··· DATASET CONTENT

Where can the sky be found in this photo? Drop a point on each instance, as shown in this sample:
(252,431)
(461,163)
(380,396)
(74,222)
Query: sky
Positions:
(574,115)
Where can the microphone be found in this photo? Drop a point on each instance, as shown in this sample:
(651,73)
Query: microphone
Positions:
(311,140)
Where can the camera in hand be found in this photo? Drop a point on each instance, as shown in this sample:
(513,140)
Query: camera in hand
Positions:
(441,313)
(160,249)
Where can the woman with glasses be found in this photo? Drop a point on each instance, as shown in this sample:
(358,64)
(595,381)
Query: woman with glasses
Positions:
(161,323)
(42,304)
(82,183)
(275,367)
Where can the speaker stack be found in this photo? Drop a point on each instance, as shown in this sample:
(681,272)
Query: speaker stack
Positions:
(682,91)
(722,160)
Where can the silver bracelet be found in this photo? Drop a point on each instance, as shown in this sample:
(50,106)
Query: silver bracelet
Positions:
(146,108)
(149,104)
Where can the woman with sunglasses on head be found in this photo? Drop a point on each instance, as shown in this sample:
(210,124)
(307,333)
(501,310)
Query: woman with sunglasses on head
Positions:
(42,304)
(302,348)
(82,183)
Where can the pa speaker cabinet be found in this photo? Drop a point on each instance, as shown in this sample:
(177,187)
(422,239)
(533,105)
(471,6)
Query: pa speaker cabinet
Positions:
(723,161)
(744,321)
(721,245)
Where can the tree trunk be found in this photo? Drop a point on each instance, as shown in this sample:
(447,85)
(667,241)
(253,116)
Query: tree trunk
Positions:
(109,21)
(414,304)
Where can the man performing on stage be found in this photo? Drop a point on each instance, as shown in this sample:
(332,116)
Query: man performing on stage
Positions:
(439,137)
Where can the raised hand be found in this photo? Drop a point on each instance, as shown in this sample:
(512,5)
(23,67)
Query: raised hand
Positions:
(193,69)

······

● **EXERCISE DESCRIPTION**: Only the lines from the top of the data through the line that contains "Where can the raised" should be quoted, exactly as they stand.

● **ANSWER TO THE PROBLEM**:
Where can the sky be found in this photo? Drop a point on each instance, as shown in this sample:
(252,431)
(461,163)
(380,396)
(74,222)
Query: sky
Positions:
(574,115)
Where can the microphone be found in this photo? Drop a point on each instance, as shown in this sample:
(651,73)
Query: microphone
Positions:
(311,140)
Where can the camera in hand be found in this photo? Drop a point on each instance, as shown in this sample:
(513,140)
Query: camera in hand
Positions:
(441,313)
(160,249)
Where can the woman with glasses be found in this photo? Drop a point on each instance, as shown in this sample:
(358,64)
(595,381)
Query: woman with glasses
Positions:
(161,323)
(42,304)
(82,183)
(275,367)
Where can the speaker stack be found in this photo? Drop a point on each instance, as shown in this sample:
(681,272)
Query: speaker stack
Positions:
(682,91)
(722,160)
Where can the silver bracelet be found in this photo? Drop a point on each instance, as shown in this sample:
(50,106)
Query: silver bracelet
Positions:
(146,108)
(149,104)
Where can the woman with sunglasses on head be found in this photo? Drop a point on each instance, as shown in this sample:
(210,124)
(307,333)
(501,310)
Query: woman with sunglasses on head
Positions:
(42,304)
(302,348)
(82,183)
Where can the pa speaker cabinet be found in this photo? Drop a point on each instance, as shown in this sample:
(177,187)
(422,239)
(533,105)
(471,6)
Query: pa speaker cabinet
Positions:
(723,161)
(744,321)
(721,245)
Where can the tree trunk be found in this photo? Drop a point on each instance, as shown in this sample:
(447,85)
(667,241)
(253,116)
Query: tree trunk
Positions:
(109,21)
(414,304)
Where can the man performing on stage be found in this photo? Drop a point on each instance, as shown in this sample:
(332,116)
Query: man performing on stage
Positions:
(439,137)
Where can the raised hand be found in this photo? Drop a point on each instance, as shown in this sample:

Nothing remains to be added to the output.